ASSIGNMENT> Every line of the records below from the line with "task | put a marker on each instance of the brown" up to and including the line with "x=524, y=187" must be reproduced exactly, and no line outside that range.

▬▬▬▬▬▬

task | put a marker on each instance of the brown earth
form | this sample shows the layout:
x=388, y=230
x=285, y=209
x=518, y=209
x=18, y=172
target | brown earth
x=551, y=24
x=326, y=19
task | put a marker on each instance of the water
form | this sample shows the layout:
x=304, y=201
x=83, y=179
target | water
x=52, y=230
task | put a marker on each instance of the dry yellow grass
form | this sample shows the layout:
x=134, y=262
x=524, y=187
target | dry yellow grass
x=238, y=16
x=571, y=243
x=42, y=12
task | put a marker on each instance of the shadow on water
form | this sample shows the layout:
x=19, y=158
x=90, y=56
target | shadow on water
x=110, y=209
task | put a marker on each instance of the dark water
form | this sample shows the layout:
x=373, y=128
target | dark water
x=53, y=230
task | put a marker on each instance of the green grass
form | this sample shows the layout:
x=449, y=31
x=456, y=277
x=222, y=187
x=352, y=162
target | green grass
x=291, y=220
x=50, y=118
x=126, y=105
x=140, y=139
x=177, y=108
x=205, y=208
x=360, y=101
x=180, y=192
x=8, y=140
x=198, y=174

▬▬▬▬▬▬

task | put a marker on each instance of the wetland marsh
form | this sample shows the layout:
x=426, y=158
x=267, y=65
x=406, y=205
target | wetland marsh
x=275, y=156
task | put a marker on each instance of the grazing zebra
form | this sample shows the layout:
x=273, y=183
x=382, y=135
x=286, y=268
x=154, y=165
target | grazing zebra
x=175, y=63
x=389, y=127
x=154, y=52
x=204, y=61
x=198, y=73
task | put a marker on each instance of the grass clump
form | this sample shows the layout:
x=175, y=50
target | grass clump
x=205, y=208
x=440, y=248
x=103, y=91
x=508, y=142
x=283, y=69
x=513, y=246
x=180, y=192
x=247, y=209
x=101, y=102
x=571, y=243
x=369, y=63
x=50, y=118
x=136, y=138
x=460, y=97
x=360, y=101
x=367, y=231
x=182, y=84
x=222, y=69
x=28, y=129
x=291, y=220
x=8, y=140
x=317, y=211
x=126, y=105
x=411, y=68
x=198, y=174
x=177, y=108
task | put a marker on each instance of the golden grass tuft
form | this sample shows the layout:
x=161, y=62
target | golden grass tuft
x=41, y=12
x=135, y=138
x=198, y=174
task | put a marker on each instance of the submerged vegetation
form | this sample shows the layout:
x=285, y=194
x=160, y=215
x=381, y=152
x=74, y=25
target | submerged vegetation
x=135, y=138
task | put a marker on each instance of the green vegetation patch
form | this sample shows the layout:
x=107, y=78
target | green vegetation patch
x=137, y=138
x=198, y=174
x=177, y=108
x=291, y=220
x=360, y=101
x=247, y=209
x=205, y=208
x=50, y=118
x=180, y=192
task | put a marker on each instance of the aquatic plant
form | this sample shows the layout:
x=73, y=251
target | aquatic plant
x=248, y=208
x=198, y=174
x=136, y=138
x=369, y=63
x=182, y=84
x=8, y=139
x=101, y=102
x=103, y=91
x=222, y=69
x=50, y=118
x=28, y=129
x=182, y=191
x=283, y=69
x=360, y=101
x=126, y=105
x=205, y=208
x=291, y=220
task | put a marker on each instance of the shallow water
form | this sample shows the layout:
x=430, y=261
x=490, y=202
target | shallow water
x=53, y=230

▬▬▬▬▬▬

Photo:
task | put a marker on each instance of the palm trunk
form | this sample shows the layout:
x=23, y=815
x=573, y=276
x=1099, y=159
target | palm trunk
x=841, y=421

▬▬▬▬▬▬

SOLUTION TO THIS TASK>
task | put a marker on each instance of the brown earth
form | this sample shows the layout:
x=388, y=230
x=285, y=209
x=518, y=209
x=18, y=172
target | brown earth
x=551, y=24
x=326, y=19
task | put a marker on each instance of the water
form | this sample shows the layout:
x=304, y=201
x=83, y=179
target | water
x=52, y=230
task | put a marker on each instance of the dry yellow grass
form | this sample shows the layout:
x=134, y=262
x=524, y=187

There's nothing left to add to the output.